Aufgabe A
Stimmen diese Aussagen mit dem Textausschnitt unten überein? (i) Der Textausschnitt hält die Ängste und die Panikmache für unbegründet. (ii) Laut Textausschnitt sind die neuen linken Regierungen in Südamerika kommunistisch. (iii) Nach dem Textausschnitt liegt die Wahrheit in der Mitte. Antworte bei jeder Aussage mit Ja oder Nein und zitiere die entscheidenden Worte wörtlich.

Manche erfüllt das mit großer Sorge, andere wiederum mit großen Hoffnungen. Am Ende aber machen es sich beide Seiten vor allem eins: viel zu einfach. Denn die Wahrheit liegt, so wie immer, in der Mitte.

Rechte Panikmache

Dazu muss man natürlich erst einmal sagen, dass die Ängste und vor allem die Panikmache unbegründet sind. Auch wenn es der Sohn des rechten brasilianischen Präsidenten gerne so darstellen will, sind die neuen linken Regierungen in Südamerika weit davon entfernt, kommunistisch zu sein. Dazu sind sie - von Venezuela einmal abgesehen - auch noch demokratisch gewählt, in fairen und freien Wahlen, international anerkannt. Allein das gibt schon Grund zur Hoffnung.

Übungseingaben

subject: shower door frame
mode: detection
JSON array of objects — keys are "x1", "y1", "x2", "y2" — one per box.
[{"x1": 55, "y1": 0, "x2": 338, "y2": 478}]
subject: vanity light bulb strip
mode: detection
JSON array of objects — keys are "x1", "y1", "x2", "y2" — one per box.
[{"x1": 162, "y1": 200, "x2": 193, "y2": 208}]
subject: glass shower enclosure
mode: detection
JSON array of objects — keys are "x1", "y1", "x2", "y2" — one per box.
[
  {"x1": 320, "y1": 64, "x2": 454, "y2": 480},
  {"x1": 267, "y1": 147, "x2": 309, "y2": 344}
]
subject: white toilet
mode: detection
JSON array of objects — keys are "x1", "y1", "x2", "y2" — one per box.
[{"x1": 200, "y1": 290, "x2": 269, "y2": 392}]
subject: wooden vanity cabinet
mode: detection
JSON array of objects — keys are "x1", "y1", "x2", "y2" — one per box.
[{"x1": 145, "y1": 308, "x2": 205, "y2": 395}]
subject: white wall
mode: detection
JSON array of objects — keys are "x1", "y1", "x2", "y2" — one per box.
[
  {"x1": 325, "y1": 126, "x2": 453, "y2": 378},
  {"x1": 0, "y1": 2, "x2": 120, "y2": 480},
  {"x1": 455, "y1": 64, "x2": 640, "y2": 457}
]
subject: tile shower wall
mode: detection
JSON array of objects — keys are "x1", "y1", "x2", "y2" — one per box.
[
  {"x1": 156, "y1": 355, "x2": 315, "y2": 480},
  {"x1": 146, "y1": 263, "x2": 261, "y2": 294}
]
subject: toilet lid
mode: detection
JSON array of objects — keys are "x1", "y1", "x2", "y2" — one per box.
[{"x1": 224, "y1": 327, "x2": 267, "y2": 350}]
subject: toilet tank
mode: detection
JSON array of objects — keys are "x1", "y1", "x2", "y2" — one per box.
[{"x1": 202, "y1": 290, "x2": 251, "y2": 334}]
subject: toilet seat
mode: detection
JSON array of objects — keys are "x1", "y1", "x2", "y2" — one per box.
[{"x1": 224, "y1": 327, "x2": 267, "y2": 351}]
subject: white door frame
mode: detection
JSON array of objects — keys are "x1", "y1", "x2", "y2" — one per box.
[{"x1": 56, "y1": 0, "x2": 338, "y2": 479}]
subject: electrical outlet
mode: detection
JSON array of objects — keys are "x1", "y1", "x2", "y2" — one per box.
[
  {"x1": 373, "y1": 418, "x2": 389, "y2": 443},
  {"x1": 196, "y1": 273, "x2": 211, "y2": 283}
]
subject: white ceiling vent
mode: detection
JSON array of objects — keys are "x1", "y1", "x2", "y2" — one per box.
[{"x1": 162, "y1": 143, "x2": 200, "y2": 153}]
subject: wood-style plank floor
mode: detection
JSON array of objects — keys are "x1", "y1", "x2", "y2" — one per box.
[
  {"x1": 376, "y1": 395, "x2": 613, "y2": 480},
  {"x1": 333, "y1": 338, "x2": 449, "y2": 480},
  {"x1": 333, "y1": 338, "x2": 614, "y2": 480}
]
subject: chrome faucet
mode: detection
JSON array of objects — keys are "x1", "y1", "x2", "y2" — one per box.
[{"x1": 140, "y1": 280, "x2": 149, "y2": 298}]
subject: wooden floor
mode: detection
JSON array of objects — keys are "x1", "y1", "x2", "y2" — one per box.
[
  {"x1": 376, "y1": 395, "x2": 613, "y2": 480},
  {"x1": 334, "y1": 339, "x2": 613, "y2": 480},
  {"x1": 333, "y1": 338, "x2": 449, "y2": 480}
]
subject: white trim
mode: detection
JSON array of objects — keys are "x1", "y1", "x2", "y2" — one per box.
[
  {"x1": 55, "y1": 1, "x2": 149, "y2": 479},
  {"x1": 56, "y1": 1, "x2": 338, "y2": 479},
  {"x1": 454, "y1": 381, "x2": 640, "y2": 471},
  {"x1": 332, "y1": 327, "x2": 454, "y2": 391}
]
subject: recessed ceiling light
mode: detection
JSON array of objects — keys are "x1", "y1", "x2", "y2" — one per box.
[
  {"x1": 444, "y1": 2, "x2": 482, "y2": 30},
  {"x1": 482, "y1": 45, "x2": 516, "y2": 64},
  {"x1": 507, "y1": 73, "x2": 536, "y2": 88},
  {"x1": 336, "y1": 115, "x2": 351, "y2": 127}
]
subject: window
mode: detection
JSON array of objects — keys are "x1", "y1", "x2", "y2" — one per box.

Aufgabe B
Wähle aus den Einträgen oben jede Zeile aus, in der das Wort "vanity" vorkommt, und gib diese Zeilen unverändert wieder.

Richtige Antwort A
(i) Ja: „dass die Ängste und vor allem die Panikmache unbegründet sind“
(ii) Nein: „weit davon entfernt, kommunistisch zu sein“
(iii) Ja: „Denn die Wahrheit liegt, so wie immer, in der Mitte.“

Richtige Antwort B
subject: vanity light bulb strip
subject: wooden vanity cabinet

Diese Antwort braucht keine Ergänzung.